- [Input]:
———

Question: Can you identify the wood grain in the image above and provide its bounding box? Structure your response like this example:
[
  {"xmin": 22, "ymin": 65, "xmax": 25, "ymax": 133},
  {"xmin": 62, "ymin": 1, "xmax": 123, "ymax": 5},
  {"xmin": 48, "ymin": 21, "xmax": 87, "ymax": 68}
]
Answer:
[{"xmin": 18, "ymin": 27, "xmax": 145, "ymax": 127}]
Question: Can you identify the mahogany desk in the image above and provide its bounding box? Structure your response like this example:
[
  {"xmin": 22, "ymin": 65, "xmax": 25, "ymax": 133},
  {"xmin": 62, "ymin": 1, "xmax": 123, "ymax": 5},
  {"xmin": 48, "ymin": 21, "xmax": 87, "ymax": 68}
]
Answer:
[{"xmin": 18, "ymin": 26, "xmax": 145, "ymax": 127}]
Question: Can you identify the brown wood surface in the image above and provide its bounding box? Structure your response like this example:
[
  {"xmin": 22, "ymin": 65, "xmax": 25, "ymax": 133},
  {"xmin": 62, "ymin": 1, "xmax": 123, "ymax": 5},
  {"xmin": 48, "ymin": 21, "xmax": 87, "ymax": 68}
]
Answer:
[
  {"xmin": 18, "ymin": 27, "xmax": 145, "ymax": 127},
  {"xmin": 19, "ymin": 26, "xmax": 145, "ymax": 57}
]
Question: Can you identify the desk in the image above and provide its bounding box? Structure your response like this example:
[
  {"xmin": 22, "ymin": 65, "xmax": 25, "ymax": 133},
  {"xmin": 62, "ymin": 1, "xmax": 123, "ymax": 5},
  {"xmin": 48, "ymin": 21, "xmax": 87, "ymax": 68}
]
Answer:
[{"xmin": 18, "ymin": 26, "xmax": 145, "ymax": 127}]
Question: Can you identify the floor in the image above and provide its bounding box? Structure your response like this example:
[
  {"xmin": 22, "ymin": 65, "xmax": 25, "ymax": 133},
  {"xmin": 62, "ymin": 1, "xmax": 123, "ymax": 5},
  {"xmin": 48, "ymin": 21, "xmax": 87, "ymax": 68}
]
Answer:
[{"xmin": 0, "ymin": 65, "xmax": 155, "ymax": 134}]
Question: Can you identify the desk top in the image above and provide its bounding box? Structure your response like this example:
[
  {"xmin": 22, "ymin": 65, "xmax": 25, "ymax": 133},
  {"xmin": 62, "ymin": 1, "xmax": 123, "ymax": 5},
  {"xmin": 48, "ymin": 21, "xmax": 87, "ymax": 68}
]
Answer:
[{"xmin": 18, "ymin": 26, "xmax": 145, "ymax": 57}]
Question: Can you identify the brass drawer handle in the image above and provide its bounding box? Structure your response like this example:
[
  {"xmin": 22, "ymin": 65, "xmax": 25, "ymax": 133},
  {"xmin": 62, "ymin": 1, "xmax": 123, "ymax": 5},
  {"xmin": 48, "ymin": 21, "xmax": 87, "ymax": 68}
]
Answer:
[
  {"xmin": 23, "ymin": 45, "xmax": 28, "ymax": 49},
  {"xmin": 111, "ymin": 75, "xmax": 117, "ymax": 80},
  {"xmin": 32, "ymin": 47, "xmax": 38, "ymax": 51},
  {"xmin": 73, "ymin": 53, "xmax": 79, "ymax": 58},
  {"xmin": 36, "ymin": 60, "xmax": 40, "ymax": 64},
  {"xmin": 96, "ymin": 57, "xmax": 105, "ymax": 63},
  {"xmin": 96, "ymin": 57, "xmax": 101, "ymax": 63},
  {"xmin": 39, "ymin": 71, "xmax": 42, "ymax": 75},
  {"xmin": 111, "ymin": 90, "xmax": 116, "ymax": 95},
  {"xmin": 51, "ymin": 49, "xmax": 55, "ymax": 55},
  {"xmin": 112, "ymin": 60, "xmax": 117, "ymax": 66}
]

———

Could you retype every one of the rows above verbatim, keeping each line unchanged?

- [Written reply]:
Question: Can you identify the wood grain in the image above and provide its bounding box? Structure your response like this example:
[
  {"xmin": 22, "ymin": 65, "xmax": 25, "ymax": 133},
  {"xmin": 62, "ymin": 1, "xmax": 123, "ymax": 5},
  {"xmin": 48, "ymin": 21, "xmax": 87, "ymax": 68}
]
Answer:
[{"xmin": 18, "ymin": 27, "xmax": 145, "ymax": 127}]
Question: Can you identify the mahogany desk in the image above and provide its bounding box? Structure your response like this example:
[
  {"xmin": 22, "ymin": 65, "xmax": 25, "ymax": 133},
  {"xmin": 62, "ymin": 1, "xmax": 123, "ymax": 5},
  {"xmin": 48, "ymin": 21, "xmax": 87, "ymax": 68}
]
Answer:
[{"xmin": 18, "ymin": 26, "xmax": 145, "ymax": 127}]
Question: Can you identify the brown wood surface in the image above and provide its bounding box? Structure your response like this example:
[
  {"xmin": 22, "ymin": 65, "xmax": 25, "ymax": 133},
  {"xmin": 62, "ymin": 1, "xmax": 123, "ymax": 5},
  {"xmin": 48, "ymin": 21, "xmax": 87, "ymax": 68}
]
Answer:
[
  {"xmin": 18, "ymin": 27, "xmax": 145, "ymax": 127},
  {"xmin": 19, "ymin": 26, "xmax": 145, "ymax": 57}
]
Question: Can you identify the desk in the image above and provide its bounding box? Structure your response like this example:
[
  {"xmin": 22, "ymin": 65, "xmax": 25, "ymax": 133},
  {"xmin": 62, "ymin": 1, "xmax": 123, "ymax": 5},
  {"xmin": 48, "ymin": 21, "xmax": 87, "ymax": 68}
]
Answer:
[{"xmin": 18, "ymin": 26, "xmax": 145, "ymax": 127}]
Question: Can you identify the floor in the image above and provide its bounding box? Structure your response like this example:
[
  {"xmin": 22, "ymin": 65, "xmax": 25, "ymax": 133},
  {"xmin": 62, "ymin": 1, "xmax": 123, "ymax": 5},
  {"xmin": 48, "ymin": 21, "xmax": 87, "ymax": 68}
]
Answer:
[{"xmin": 0, "ymin": 65, "xmax": 155, "ymax": 134}]
Question: Can you identify the desk top in the image above and provide its bounding box? Structure your response like this example:
[
  {"xmin": 22, "ymin": 65, "xmax": 25, "ymax": 133},
  {"xmin": 62, "ymin": 1, "xmax": 123, "ymax": 5},
  {"xmin": 48, "ymin": 21, "xmax": 87, "ymax": 68}
]
Answer:
[{"xmin": 18, "ymin": 26, "xmax": 145, "ymax": 57}]
Question: Can you identify the brass drawer handle in the image above and provide its bounding box? Structure your response like this example:
[
  {"xmin": 22, "ymin": 65, "xmax": 25, "ymax": 133},
  {"xmin": 62, "ymin": 1, "xmax": 123, "ymax": 5},
  {"xmin": 48, "ymin": 21, "xmax": 87, "ymax": 68}
]
Answer:
[
  {"xmin": 23, "ymin": 45, "xmax": 28, "ymax": 49},
  {"xmin": 111, "ymin": 75, "xmax": 117, "ymax": 80},
  {"xmin": 32, "ymin": 47, "xmax": 38, "ymax": 51},
  {"xmin": 73, "ymin": 53, "xmax": 79, "ymax": 58},
  {"xmin": 36, "ymin": 60, "xmax": 40, "ymax": 64},
  {"xmin": 96, "ymin": 57, "xmax": 105, "ymax": 63},
  {"xmin": 96, "ymin": 57, "xmax": 101, "ymax": 63},
  {"xmin": 39, "ymin": 71, "xmax": 42, "ymax": 75},
  {"xmin": 111, "ymin": 90, "xmax": 116, "ymax": 95},
  {"xmin": 51, "ymin": 49, "xmax": 55, "ymax": 55},
  {"xmin": 112, "ymin": 60, "xmax": 117, "ymax": 66}
]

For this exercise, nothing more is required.